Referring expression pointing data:

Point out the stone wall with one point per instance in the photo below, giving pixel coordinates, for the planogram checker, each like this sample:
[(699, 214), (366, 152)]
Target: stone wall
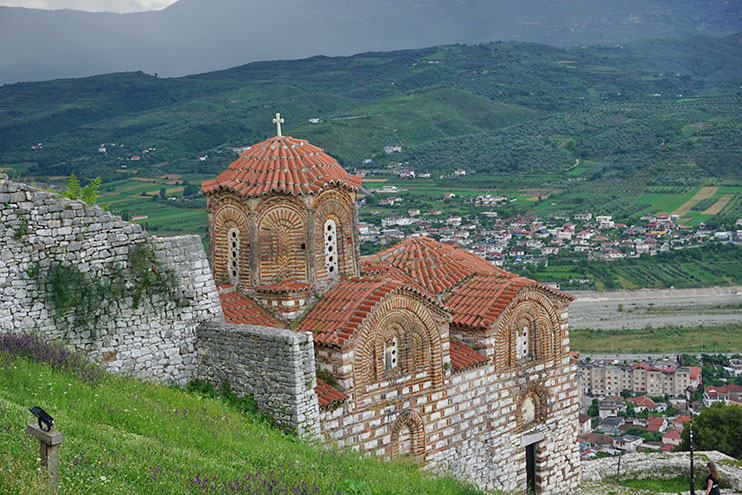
[(149, 335), (275, 365), (472, 424)]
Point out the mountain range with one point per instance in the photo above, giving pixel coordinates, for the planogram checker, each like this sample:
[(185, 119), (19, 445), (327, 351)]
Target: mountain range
[(195, 36)]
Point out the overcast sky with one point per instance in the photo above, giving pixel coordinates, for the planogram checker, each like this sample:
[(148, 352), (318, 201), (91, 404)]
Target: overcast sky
[(91, 5)]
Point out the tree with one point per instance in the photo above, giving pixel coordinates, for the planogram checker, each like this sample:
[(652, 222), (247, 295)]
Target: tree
[(718, 427), (89, 193)]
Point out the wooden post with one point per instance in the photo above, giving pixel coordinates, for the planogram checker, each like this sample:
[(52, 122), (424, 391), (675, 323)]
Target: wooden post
[(49, 442)]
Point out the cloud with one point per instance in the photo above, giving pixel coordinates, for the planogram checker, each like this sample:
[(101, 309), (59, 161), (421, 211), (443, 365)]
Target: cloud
[(91, 5)]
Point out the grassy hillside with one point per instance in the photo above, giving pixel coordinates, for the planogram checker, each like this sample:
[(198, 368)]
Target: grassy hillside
[(123, 436)]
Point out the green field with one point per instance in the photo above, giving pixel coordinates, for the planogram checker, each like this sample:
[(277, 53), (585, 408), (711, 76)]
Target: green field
[(122, 436), (125, 196), (724, 338)]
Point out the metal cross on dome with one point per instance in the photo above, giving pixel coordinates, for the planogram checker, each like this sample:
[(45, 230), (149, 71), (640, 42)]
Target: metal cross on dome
[(278, 121)]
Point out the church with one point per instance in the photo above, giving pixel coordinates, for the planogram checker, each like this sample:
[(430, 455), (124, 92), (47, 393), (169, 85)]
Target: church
[(423, 350)]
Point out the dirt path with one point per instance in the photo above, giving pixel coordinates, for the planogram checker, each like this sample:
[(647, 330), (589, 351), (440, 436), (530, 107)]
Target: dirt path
[(715, 208), (705, 193)]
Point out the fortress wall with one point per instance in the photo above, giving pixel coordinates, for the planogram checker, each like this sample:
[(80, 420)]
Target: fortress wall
[(275, 365), (66, 271)]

#### [Aim of the task]
All lines from the one with "Point out the fortress" onward to the end of the records above should be repeated exactly, and only those lines.

#### [Result of this exercise]
Point out the fortress wall with one point per instance in the photo above, giving pixel coordinates, for the planogram checker, each like this sample:
[(80, 420)]
Target: fortress wall
[(275, 365), (66, 271)]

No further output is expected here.